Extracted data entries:
┌──

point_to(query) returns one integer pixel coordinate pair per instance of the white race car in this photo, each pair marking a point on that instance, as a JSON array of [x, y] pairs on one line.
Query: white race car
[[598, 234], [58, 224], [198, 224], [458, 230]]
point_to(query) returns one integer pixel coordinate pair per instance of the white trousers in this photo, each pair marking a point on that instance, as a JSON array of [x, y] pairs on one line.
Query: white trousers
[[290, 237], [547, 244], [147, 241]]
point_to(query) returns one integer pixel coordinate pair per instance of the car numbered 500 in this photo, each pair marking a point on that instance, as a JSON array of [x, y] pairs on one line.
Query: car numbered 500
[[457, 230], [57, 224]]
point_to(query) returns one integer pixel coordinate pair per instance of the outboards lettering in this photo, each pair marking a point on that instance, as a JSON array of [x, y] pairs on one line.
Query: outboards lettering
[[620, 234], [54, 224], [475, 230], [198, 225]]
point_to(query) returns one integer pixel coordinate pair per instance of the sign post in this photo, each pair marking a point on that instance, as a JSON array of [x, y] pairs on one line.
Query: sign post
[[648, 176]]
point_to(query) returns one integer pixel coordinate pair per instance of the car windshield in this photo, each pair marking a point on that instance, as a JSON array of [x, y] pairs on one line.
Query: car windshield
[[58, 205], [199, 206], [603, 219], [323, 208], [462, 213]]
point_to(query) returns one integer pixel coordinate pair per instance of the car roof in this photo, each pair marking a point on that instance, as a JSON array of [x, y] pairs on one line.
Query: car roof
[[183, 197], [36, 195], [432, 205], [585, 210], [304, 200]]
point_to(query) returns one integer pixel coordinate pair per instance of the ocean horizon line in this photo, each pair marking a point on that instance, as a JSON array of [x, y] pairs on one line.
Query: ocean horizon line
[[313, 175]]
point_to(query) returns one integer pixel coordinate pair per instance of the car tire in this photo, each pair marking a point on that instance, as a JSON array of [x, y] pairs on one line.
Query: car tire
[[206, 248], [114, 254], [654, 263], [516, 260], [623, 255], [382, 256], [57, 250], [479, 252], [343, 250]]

└──

*DIRECTIVE:* Render the entries from the one whose line contains "the car tire" through the end of the entries as a two-column CSV with the headers input and output. Give one row per entry, with its text under input and its answer under output, each in a single quoted field with line breaks replaced by spaces.

*THE RESPONSE:*
input,output
"point_to(query) returns one integer pixel coordinate pair per instance of the car tire in this photo, each pair marking a point on that instance, as a JSON array of [x, y] pairs on one line. Query: car tire","[[206, 248], [114, 254], [654, 263], [516, 260], [623, 255], [382, 256], [57, 250], [479, 252], [343, 250]]"